[begin STORED DATA]

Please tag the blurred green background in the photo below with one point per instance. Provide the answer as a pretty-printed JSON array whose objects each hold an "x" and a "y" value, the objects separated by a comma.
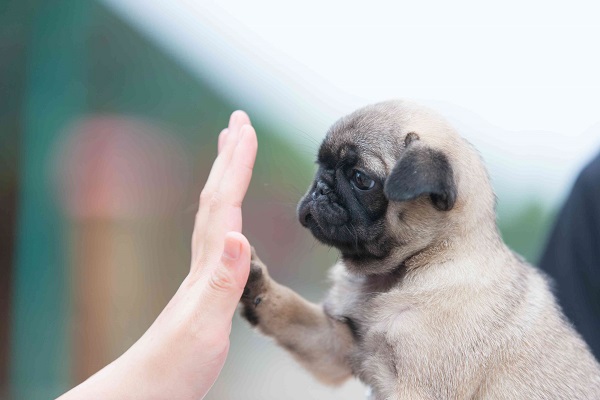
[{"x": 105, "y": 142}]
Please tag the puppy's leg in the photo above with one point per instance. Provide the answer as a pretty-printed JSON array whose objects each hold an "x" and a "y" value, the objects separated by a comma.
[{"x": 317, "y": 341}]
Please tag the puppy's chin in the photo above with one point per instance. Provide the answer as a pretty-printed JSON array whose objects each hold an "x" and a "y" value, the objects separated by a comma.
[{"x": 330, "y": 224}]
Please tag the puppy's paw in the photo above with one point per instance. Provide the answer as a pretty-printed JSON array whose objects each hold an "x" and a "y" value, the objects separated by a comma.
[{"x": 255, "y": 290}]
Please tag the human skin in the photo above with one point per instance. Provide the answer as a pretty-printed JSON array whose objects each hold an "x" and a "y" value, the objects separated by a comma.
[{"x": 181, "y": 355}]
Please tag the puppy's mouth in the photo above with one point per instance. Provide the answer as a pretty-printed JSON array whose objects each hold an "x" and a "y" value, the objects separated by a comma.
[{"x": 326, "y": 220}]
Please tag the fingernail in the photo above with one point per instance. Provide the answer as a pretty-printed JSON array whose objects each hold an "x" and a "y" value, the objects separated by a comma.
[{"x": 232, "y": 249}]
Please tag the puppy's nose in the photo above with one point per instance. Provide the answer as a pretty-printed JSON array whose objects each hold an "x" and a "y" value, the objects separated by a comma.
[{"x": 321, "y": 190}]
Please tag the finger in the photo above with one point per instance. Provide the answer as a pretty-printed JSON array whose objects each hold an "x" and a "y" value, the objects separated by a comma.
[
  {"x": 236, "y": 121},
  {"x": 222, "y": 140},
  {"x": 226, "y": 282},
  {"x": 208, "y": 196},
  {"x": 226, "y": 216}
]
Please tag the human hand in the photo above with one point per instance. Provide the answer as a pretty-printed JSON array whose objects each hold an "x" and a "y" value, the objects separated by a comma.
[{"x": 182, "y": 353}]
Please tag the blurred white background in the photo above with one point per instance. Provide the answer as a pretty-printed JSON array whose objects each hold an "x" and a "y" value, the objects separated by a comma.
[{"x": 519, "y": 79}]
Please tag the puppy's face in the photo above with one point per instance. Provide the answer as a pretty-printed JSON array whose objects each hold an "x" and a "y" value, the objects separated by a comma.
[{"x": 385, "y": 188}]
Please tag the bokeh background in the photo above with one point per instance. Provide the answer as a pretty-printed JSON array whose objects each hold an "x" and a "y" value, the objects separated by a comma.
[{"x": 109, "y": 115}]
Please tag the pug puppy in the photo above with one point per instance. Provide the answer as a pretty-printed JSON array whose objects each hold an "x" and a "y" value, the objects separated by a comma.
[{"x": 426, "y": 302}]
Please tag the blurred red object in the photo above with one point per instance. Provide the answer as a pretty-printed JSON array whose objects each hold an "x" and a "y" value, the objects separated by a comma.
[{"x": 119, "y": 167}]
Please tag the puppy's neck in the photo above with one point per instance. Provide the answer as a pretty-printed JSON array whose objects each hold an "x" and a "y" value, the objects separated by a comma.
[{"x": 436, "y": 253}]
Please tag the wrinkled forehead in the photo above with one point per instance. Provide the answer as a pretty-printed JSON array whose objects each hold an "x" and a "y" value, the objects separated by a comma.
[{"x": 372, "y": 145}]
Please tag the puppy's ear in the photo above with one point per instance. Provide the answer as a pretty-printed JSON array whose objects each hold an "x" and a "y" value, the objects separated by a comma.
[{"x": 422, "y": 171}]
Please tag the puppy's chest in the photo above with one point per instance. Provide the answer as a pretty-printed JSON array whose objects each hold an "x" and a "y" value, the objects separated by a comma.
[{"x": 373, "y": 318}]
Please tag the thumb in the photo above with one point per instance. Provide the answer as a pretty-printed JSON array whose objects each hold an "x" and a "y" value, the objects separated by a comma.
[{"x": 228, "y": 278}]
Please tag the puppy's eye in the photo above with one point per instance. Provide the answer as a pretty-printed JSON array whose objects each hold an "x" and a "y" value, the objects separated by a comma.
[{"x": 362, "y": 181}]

[end STORED DATA]
[begin STORED DATA]

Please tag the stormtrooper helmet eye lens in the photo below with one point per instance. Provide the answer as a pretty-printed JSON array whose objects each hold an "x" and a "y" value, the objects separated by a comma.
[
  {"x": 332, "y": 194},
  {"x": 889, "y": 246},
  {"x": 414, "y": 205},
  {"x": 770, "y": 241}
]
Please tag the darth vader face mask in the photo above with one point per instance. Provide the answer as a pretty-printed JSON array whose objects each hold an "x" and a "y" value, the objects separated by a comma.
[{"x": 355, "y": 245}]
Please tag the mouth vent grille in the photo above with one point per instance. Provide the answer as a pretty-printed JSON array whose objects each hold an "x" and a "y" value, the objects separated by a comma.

[end STORED DATA]
[begin STORED DATA]

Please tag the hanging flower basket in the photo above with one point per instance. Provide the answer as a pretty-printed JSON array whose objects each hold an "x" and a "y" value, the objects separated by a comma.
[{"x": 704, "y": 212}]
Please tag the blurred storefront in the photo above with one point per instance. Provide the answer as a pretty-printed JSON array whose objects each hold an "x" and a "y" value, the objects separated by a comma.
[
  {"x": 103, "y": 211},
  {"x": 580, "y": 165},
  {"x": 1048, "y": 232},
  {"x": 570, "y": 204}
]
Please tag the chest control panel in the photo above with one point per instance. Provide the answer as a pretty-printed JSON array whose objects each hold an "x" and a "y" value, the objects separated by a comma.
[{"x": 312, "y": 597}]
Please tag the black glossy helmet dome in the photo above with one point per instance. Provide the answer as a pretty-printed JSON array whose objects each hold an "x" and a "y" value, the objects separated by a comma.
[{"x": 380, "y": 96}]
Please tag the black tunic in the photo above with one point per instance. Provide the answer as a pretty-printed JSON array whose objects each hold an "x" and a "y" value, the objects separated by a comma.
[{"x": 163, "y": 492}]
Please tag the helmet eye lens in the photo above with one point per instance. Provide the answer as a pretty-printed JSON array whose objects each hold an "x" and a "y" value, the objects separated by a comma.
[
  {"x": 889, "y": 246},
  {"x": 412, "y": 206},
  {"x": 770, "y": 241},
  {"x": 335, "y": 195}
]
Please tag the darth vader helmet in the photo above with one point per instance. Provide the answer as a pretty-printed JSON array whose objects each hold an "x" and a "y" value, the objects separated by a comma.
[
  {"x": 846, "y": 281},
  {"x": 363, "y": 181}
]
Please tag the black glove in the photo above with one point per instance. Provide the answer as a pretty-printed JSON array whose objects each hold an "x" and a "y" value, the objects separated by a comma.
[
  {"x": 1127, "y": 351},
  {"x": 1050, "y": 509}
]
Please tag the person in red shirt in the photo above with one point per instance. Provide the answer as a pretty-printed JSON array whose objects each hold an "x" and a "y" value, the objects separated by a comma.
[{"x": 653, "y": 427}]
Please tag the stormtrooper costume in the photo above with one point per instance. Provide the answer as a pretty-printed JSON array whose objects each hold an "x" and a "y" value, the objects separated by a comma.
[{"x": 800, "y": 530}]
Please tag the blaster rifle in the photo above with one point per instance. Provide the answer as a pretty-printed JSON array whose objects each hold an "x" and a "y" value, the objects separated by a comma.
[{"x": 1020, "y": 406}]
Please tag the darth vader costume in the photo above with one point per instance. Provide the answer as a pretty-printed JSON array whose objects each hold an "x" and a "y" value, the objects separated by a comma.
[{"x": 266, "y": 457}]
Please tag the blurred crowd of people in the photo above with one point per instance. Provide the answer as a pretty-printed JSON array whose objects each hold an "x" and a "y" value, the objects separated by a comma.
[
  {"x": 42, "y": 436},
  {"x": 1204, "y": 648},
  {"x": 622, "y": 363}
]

[end STORED DATA]

> THE PROBLEM:
Count the lines in the entries above that contain the string "background", matching case exactly. Reply with the number alone.

> EXERCISE SOLUTION:
3